• **Your assignment**: Retype the records below exactly as they stand, omitting the pictures.

** Opening Input records block **

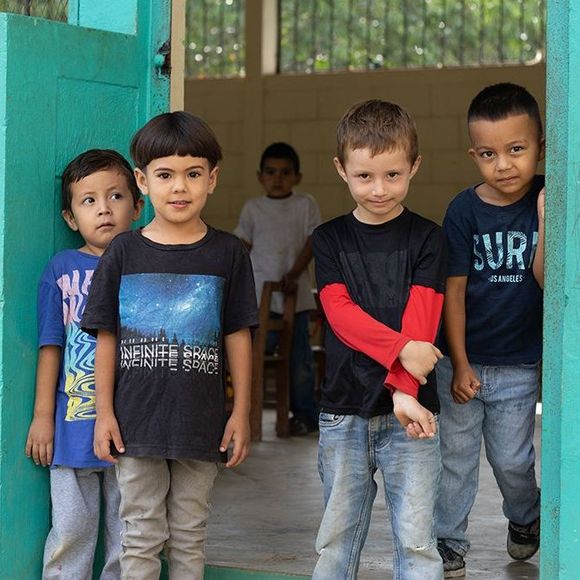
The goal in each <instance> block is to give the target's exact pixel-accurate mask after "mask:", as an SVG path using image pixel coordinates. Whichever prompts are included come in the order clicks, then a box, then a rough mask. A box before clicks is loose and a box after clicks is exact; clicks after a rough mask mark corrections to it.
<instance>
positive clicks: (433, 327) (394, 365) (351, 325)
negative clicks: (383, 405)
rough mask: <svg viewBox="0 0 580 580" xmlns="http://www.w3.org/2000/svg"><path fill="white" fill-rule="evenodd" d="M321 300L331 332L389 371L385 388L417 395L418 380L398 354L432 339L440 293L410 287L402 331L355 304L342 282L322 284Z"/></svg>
mask: <svg viewBox="0 0 580 580" xmlns="http://www.w3.org/2000/svg"><path fill="white" fill-rule="evenodd" d="M320 302H321V303H322V307H323V308H324V313H325V315H326V318H327V320H328V323H329V324H330V327H331V328H332V330H333V332H334V334H336V336H337V337H338V338H339V339H340V340H341V341H342V342H344V344H346V345H347V346H348V347H349V348H352V349H353V350H357V351H359V352H362V353H364V354H366V355H367V356H369V357H370V358H372V359H373V360H375V361H377V362H378V363H379V364H380V365H382V366H384V367H385V368H386V369H387V370H388V371H389V373H388V375H387V378H386V379H385V385H386V386H387V387H390V388H394V389H397V390H400V391H403V392H404V393H407V394H409V395H411V396H413V397H415V398H416V397H417V395H418V393H419V382H418V381H417V380H416V379H415V378H413V376H412V375H411V374H409V373H408V372H407V371H406V370H405V369H404V368H403V366H402V365H401V363H400V361H399V358H398V357H399V353H400V352H401V349H402V348H403V347H404V346H405V345H406V344H407V343H408V342H409V341H411V340H423V341H427V342H433V341H434V340H435V336H436V334H437V329H438V328H439V320H440V318H441V310H442V308H443V294H441V293H439V292H436V291H435V290H434V289H433V288H428V287H426V286H419V285H414V286H411V290H410V294H409V300H408V301H407V305H406V307H405V310H404V312H403V318H402V327H401V332H397V331H395V330H393V329H392V328H390V327H388V326H386V325H385V324H383V323H382V322H379V321H378V320H376V319H375V318H373V317H372V316H370V314H367V313H366V312H365V311H364V310H363V309H362V308H361V307H360V306H358V305H357V304H355V303H354V302H353V300H352V298H351V297H350V295H349V293H348V289H347V288H346V286H345V285H344V284H339V283H335V284H329V285H328V286H325V287H324V288H323V289H322V290H321V291H320Z"/></svg>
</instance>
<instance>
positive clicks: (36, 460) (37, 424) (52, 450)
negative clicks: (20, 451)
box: [25, 417, 54, 467]
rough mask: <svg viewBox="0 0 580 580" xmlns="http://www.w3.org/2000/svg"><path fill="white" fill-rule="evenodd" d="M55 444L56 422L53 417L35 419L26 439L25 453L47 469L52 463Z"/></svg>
mask: <svg viewBox="0 0 580 580" xmlns="http://www.w3.org/2000/svg"><path fill="white" fill-rule="evenodd" d="M53 444H54V420H53V419H52V418H51V417H42V418H41V417H35V418H34V419H33V420H32V423H31V424H30V429H29V430H28V437H27V438H26V448H25V453H26V456H27V457H31V458H32V460H33V461H34V463H36V465H42V466H43V467H47V466H49V465H50V464H51V462H52V451H53Z"/></svg>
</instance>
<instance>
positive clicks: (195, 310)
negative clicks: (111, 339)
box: [119, 274, 224, 374]
mask: <svg viewBox="0 0 580 580" xmlns="http://www.w3.org/2000/svg"><path fill="white" fill-rule="evenodd" d="M223 291H224V279H223V278H220V277H218V276H201V275H189V274H130V275H125V276H123V278H122V280H121V289H120V292H119V304H120V306H119V312H120V319H121V340H120V359H121V360H120V366H121V370H124V369H126V370H128V369H131V370H135V369H143V370H146V371H149V370H151V369H157V370H165V371H168V372H170V373H172V374H174V373H180V372H183V373H202V374H218V373H219V370H220V360H219V345H220V337H221V307H222V301H223Z"/></svg>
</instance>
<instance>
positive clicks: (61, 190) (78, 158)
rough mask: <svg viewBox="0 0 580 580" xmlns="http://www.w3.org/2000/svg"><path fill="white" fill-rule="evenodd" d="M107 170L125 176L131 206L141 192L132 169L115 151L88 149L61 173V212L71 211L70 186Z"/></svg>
mask: <svg viewBox="0 0 580 580" xmlns="http://www.w3.org/2000/svg"><path fill="white" fill-rule="evenodd" d="M107 169H117V170H118V171H119V173H121V174H122V175H124V176H125V179H126V180H127V187H128V188H129V190H130V191H131V195H132V196H133V205H134V206H137V202H138V201H139V198H140V197H141V192H140V191H139V188H138V187H137V182H136V181H135V175H134V173H133V168H132V167H131V165H129V162H128V161H127V160H126V159H125V158H124V157H123V156H122V155H121V154H120V153H118V152H117V151H115V150H113V149H89V150H88V151H85V152H84V153H81V154H80V155H77V157H75V158H74V159H73V160H72V161H71V162H70V163H69V164H68V165H67V166H66V168H65V170H64V171H63V173H62V184H61V203H62V209H63V211H71V202H72V191H71V185H72V184H73V183H77V182H79V181H80V180H81V179H84V178H85V177H88V176H89V175H92V174H93V173H97V172H98V171H106V170H107Z"/></svg>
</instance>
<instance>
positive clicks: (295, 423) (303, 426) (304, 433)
mask: <svg viewBox="0 0 580 580" xmlns="http://www.w3.org/2000/svg"><path fill="white" fill-rule="evenodd" d="M289 423H290V435H292V436H293V437H295V436H299V435H308V426H307V425H306V423H305V422H304V421H302V419H298V418H296V417H290V420H289Z"/></svg>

** Closing Input records block **

• **Exercise solution**:
The goal in each <instance> block is to give the target's exact pixel-accurate mask after "mask:", as an SVG path using image pixel coordinates. Whichever prompts are included come in the order clicks, then a box, then a rough mask. A box before clicks is loose and a box after clicks is exact; clicks after a rough mask mark corrections to it.
<instance>
positive clicks: (433, 327) (394, 365) (351, 325)
negative clicks: (383, 405)
rough mask: <svg viewBox="0 0 580 580" xmlns="http://www.w3.org/2000/svg"><path fill="white" fill-rule="evenodd" d="M321 300L331 332L389 371L385 388L417 395L418 380L398 354L432 339L440 293L410 287L402 331L355 304L342 282L322 284Z"/></svg>
mask: <svg viewBox="0 0 580 580" xmlns="http://www.w3.org/2000/svg"><path fill="white" fill-rule="evenodd" d="M320 302H321V303H322V307H323V308H324V313H325V315H326V318H327V320H328V323H329V324H330V327H331V328H332V330H333V332H334V334H336V336H337V337H338V338H339V339H340V340H341V341H342V342H344V344H346V345H347V346H348V347H349V348H352V349H353V350H357V351H359V352H362V353H364V354H366V355H367V356H369V357H370V358H372V359H373V360H375V361H377V362H378V363H379V364H380V365H382V366H384V367H385V368H386V369H387V370H388V371H389V373H388V375H387V378H386V379H385V385H386V386H387V387H390V388H394V389H397V390H400V391H403V392H404V393H407V394H409V395H411V396H413V397H415V398H416V397H417V395H418V393H419V382H418V381H417V380H416V379H415V378H413V376H412V375H411V374H409V373H408V372H407V371H406V370H405V369H404V368H403V366H402V365H401V363H400V361H399V358H398V357H399V353H400V352H401V349H402V348H403V347H404V346H405V345H406V344H407V343H408V342H409V341H411V340H423V341H427V342H433V341H434V340H435V336H436V334H437V329H438V328H439V320H440V318H441V310H442V308H443V294H441V293H439V292H436V291H435V290H434V289H433V288H428V287H426V286H419V285H414V286H411V290H410V294H409V300H408V301H407V305H406V307H405V310H404V312H403V318H402V327H401V332H397V331H395V330H393V329H392V328H390V327H388V326H386V325H385V324H383V323H382V322H379V321H378V320H376V319H375V318H373V317H372V316H370V314H367V313H366V312H365V311H364V310H363V309H362V308H361V307H360V306H358V305H357V304H355V303H354V302H353V300H352V298H351V297H350V295H349V293H348V289H347V288H346V286H345V285H344V284H339V283H335V284H329V285H328V286H325V287H324V288H323V289H322V290H321V291H320Z"/></svg>
</instance>
<instance>
positive clicks: (36, 460) (37, 424) (52, 450)
negative clicks: (20, 451)
box: [25, 417, 54, 467]
rough mask: <svg viewBox="0 0 580 580" xmlns="http://www.w3.org/2000/svg"><path fill="white" fill-rule="evenodd" d="M55 444L56 422L53 417L35 419L26 439L25 453L47 469L52 463Z"/></svg>
mask: <svg viewBox="0 0 580 580" xmlns="http://www.w3.org/2000/svg"><path fill="white" fill-rule="evenodd" d="M53 444H54V420H53V419H52V418H51V417H42V418H41V417H35V418H34V419H33V420H32V423H31V424H30V429H29V430H28V437H27V438H26V448H25V453H26V456H27V457H31V458H32V460H33V461H34V463H36V465H42V466H43V467H47V466H49V465H50V464H51V462H52V451H53Z"/></svg>
</instance>
<instance>
positive clicks: (195, 310)
negative clicks: (111, 339)
box: [119, 274, 224, 374]
mask: <svg viewBox="0 0 580 580" xmlns="http://www.w3.org/2000/svg"><path fill="white" fill-rule="evenodd" d="M223 291H224V279H223V278H220V277H218V276H201V275H189V274H130V275H125V276H123V278H122V280H121V289H120V292H119V304H120V306H119V312H120V319H121V340H120V359H121V360H120V366H121V370H124V369H126V370H128V369H131V370H135V369H143V370H146V371H149V370H151V369H157V370H165V371H168V372H170V373H172V374H174V373H180V372H183V373H202V374H218V373H219V370H220V360H219V345H220V337H221V307H222V301H223Z"/></svg>
</instance>
<instance>
positive clicks: (61, 190) (78, 158)
rough mask: <svg viewBox="0 0 580 580" xmlns="http://www.w3.org/2000/svg"><path fill="white" fill-rule="evenodd" d="M107 170L125 176L131 206L141 192L132 169L115 151L88 149L61 173V212L71 211L70 186Z"/></svg>
mask: <svg viewBox="0 0 580 580" xmlns="http://www.w3.org/2000/svg"><path fill="white" fill-rule="evenodd" d="M107 169H117V170H118V171H119V173H121V174H122V175H124V176H125V179H126V180H127V187H128V188H129V190H130V191H131V195H132V196H133V205H134V206H137V202H138V201H139V198H140V197H141V192H140V191H139V188H138V187H137V182H136V181H135V175H134V173H133V168H132V167H131V165H129V162H128V161H127V160H126V159H125V158H124V157H123V156H122V155H121V154H120V153H118V152H117V151H115V150H113V149H89V150H88V151H85V152H84V153H81V154H80V155H77V157H75V158H74V159H73V160H72V161H71V162H70V163H69V164H68V165H67V166H66V168H65V170H64V171H63V173H62V184H61V203H62V209H63V211H71V202H72V191H71V185H72V184H73V183H77V182H79V181H80V180H81V179H84V178H85V177H88V176H89V175H92V174H93V173H97V172H98V171H106V170H107Z"/></svg>
</instance>
<instance>
positive clicks: (295, 423) (303, 426) (304, 433)
mask: <svg viewBox="0 0 580 580" xmlns="http://www.w3.org/2000/svg"><path fill="white" fill-rule="evenodd" d="M289 423H290V435H292V436H293V437H295V436H299V435H308V426H307V425H306V423H305V422H304V421H302V419H298V418H296V417H290V420H289Z"/></svg>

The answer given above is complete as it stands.